**Material provided**
══════
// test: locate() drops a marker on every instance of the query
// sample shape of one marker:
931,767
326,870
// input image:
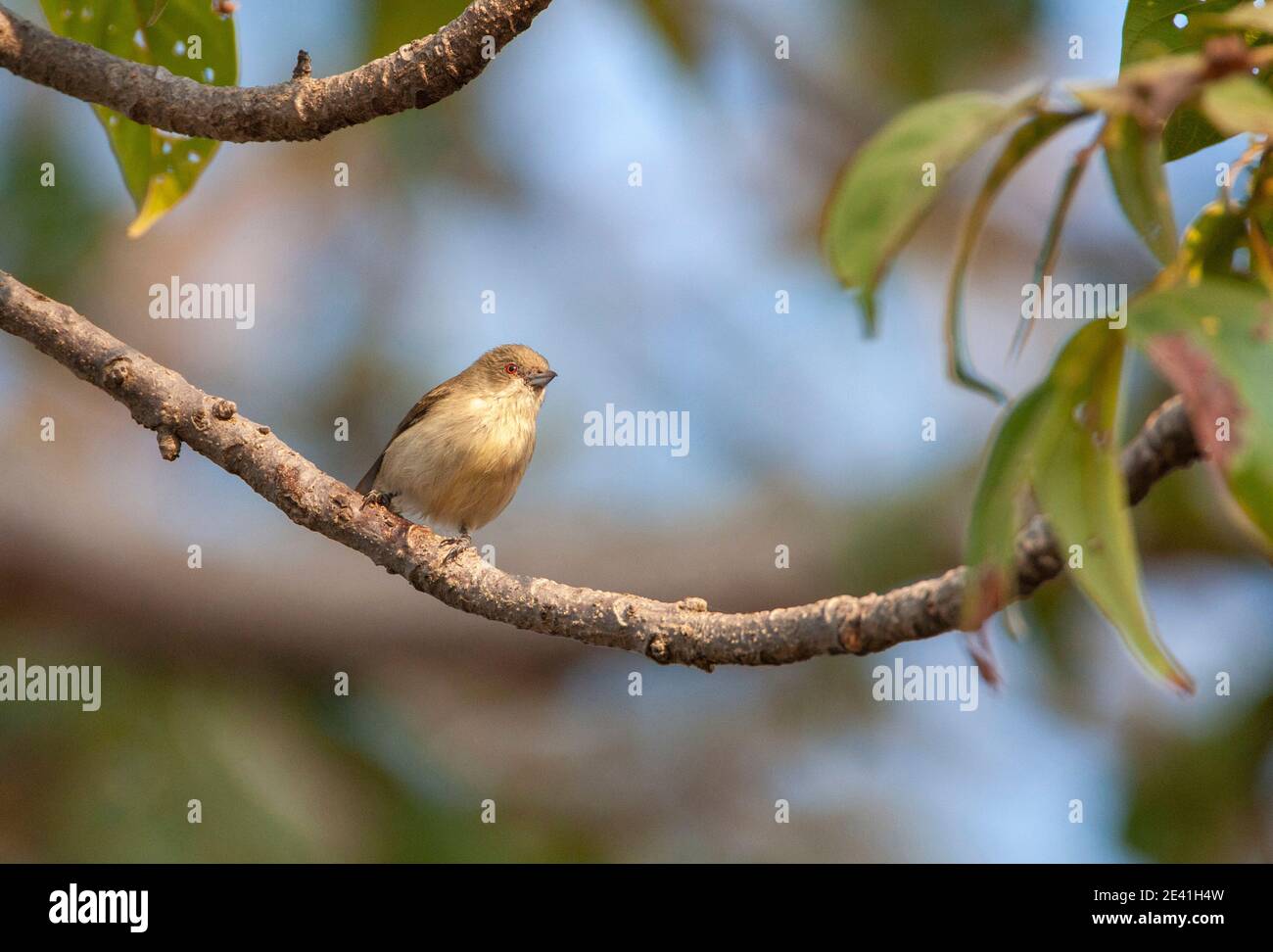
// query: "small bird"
459,453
══════
**Task directions**
Find the line containing "sample shape of" and copy it and each line after it through the end of the material, exactly, with no pictures.

**Response box**
// sample shape of one marker:
931,767
326,870
// input image:
// query: "small bird"
459,453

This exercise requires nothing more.